◆ Set exercise ◆
Can you output the lines of the data below as a JSON list of strings, one string per line and no blank lines, beginning with the line that contains "Task: mark each instance of the grass with" and continuing through the last line of the data?

⟨

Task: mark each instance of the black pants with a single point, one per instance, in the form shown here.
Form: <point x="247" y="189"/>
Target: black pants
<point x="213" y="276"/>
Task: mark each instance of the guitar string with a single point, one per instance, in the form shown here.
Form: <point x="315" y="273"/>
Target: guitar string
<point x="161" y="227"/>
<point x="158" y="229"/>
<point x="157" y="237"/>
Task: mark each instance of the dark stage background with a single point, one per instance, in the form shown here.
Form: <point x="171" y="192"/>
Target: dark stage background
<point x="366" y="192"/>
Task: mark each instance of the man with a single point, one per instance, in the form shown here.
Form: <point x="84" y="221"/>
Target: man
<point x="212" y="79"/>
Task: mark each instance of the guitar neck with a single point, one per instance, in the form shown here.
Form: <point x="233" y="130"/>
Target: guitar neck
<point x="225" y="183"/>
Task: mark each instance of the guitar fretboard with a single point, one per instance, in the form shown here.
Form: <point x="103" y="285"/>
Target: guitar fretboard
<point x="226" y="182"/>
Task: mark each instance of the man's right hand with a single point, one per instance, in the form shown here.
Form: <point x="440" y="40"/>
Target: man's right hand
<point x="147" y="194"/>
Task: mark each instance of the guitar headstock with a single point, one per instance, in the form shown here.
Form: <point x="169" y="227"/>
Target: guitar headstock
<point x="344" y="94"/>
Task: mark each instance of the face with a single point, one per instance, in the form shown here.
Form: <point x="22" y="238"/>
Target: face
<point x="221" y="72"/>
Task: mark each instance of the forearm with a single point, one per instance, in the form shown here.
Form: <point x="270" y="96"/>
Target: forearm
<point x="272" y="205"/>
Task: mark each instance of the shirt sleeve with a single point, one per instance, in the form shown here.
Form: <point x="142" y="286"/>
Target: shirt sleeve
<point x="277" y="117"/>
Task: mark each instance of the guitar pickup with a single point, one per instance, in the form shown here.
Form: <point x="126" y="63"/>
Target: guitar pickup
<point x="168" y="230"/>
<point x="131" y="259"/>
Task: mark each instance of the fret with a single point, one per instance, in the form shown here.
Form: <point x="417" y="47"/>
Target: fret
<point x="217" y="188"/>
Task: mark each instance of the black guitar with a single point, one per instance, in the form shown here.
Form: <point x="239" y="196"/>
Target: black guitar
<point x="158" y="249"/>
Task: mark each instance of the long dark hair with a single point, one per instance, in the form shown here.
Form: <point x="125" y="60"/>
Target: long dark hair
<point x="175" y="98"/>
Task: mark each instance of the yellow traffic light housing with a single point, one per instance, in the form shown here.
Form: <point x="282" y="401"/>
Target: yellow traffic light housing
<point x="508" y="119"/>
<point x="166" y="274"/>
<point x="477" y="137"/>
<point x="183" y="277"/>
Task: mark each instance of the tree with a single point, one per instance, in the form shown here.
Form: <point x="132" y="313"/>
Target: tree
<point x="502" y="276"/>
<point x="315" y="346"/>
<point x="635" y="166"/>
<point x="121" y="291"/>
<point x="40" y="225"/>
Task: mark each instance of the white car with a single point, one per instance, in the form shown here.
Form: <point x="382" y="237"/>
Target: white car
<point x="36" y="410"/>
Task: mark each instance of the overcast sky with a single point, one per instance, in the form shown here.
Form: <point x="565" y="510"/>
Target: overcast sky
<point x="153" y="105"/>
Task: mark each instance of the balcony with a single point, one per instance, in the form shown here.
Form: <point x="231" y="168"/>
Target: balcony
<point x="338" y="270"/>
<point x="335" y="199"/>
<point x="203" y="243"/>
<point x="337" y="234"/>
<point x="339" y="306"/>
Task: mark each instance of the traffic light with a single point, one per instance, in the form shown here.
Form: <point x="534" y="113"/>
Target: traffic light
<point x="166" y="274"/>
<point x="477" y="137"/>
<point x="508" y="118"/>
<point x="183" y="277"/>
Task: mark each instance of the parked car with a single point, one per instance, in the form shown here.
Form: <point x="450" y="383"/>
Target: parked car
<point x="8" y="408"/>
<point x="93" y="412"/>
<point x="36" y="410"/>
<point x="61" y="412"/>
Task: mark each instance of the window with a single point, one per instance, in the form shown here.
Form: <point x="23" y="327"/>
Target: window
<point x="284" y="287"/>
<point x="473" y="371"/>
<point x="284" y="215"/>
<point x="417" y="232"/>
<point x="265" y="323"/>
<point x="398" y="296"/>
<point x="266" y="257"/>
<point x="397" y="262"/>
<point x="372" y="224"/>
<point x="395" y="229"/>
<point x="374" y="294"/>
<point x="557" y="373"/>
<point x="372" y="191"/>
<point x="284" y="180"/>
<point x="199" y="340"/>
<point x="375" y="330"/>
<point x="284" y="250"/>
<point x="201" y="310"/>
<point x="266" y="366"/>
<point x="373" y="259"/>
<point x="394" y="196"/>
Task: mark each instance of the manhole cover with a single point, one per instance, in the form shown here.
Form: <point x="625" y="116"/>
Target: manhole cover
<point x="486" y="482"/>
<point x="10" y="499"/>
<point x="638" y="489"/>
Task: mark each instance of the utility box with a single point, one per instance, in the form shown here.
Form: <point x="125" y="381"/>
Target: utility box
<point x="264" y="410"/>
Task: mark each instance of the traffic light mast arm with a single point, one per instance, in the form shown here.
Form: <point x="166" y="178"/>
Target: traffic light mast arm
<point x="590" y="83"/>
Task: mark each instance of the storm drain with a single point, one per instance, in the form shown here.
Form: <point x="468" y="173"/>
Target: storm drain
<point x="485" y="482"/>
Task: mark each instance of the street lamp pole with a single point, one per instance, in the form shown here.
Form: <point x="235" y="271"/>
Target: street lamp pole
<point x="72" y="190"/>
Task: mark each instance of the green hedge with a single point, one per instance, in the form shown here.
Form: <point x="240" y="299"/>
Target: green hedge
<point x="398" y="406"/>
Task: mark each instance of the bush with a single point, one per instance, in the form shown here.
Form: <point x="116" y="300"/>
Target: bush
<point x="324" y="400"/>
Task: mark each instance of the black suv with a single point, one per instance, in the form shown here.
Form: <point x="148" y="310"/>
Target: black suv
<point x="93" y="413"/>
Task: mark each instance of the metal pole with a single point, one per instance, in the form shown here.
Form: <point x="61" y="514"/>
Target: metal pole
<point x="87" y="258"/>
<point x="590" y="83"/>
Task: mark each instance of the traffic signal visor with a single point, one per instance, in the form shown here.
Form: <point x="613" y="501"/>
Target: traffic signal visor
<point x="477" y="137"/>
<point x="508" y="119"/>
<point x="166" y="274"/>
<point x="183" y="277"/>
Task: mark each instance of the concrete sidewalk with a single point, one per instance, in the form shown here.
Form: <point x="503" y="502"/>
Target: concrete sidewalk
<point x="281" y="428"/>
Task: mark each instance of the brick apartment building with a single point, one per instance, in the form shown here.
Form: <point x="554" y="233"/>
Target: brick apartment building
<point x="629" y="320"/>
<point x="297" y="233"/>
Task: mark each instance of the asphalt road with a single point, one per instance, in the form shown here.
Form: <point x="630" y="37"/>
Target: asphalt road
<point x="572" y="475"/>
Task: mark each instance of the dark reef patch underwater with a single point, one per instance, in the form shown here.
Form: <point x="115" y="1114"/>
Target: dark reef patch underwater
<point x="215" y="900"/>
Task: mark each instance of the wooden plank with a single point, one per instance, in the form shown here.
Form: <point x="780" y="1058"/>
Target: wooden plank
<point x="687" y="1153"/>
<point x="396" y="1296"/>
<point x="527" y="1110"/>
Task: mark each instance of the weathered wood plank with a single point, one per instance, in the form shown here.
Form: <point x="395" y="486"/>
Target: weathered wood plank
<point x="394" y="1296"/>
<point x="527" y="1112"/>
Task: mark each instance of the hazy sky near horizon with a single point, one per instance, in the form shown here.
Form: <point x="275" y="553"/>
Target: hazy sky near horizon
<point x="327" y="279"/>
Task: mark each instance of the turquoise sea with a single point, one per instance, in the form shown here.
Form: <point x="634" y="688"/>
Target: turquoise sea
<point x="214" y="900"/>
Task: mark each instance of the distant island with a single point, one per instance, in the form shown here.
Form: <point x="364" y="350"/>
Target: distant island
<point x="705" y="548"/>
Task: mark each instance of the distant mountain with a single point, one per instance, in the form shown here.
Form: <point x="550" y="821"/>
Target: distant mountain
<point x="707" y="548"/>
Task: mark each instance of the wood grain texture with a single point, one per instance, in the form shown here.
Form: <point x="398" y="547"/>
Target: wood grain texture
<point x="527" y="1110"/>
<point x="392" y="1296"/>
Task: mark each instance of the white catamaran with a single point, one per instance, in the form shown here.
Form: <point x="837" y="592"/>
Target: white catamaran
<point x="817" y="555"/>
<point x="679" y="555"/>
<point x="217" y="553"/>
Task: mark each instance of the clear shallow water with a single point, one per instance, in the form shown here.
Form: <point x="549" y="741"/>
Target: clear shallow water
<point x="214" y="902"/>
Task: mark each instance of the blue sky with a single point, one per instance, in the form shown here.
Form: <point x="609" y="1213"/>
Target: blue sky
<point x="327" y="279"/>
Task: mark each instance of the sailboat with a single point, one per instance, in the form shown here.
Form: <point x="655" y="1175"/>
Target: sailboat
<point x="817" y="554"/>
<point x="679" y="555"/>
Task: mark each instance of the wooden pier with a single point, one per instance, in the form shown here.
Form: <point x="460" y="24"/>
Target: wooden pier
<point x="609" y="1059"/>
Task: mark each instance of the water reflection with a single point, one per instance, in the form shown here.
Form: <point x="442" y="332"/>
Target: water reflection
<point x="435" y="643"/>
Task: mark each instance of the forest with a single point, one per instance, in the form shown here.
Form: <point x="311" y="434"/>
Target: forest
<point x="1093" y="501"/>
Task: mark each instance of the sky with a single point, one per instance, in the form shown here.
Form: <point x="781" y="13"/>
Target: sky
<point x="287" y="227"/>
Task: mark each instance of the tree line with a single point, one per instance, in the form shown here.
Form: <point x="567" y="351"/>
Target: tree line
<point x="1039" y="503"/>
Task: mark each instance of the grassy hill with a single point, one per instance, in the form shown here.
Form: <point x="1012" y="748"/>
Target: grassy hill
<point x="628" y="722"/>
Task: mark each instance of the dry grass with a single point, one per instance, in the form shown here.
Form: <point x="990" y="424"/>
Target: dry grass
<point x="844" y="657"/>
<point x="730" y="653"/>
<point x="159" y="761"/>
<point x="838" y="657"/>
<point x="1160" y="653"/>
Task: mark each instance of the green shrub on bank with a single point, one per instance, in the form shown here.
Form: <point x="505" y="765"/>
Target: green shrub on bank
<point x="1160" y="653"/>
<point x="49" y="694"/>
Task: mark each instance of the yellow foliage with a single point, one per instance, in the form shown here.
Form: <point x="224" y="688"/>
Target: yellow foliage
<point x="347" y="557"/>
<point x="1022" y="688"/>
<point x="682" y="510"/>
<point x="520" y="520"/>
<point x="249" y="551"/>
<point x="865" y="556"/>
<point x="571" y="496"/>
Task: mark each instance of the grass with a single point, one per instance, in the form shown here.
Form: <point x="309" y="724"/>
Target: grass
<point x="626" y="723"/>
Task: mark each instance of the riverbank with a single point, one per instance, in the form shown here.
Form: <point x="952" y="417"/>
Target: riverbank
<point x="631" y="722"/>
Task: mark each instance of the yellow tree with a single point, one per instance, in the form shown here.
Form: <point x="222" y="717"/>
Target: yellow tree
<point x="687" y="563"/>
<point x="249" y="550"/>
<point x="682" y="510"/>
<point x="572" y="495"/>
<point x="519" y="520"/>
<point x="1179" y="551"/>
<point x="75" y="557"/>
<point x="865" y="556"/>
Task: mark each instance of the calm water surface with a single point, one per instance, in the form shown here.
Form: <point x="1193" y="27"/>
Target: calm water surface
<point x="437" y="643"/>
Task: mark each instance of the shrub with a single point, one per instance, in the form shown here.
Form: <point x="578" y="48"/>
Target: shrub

⟩

◆ Problem solution ◆
[
  "Task: mark each instance of the grass with a single point, one per instance, in the form shown here.",
  "Form: <point x=\"309\" y=\"724\"/>",
  "Target: grass",
  "<point x=\"626\" y=\"723\"/>",
  "Task: mark each instance of the riverbank with a single point, one per instance, in the form shown here.",
  "Form: <point x=\"952\" y=\"417\"/>",
  "Target: riverbank",
  "<point x=\"631\" y=\"722\"/>",
  "Task: mark each instance of the yellow tree with a single point, one per instance, in the form shown here.",
  "Form: <point x=\"222\" y=\"717\"/>",
  "Target: yellow tree",
  "<point x=\"687\" y=\"563\"/>",
  "<point x=\"249\" y=\"550\"/>",
  "<point x=\"682\" y=\"510\"/>",
  "<point x=\"572\" y=\"495\"/>",
  "<point x=\"519\" y=\"520\"/>",
  "<point x=\"1179\" y=\"551\"/>",
  "<point x=\"75\" y=\"557\"/>",
  "<point x=\"865\" y=\"556\"/>",
  "Task: mark each instance of the calm water surface with a single point, one per instance, in the form shown here.",
  "Form: <point x=\"1193\" y=\"27\"/>",
  "Target: calm water surface",
  "<point x=\"437\" y=\"643\"/>",
  "Task: mark each instance of the shrub with a single point, one per instance, in the form shown here.",
  "Form: <point x=\"578\" y=\"48\"/>",
  "Target: shrub"
]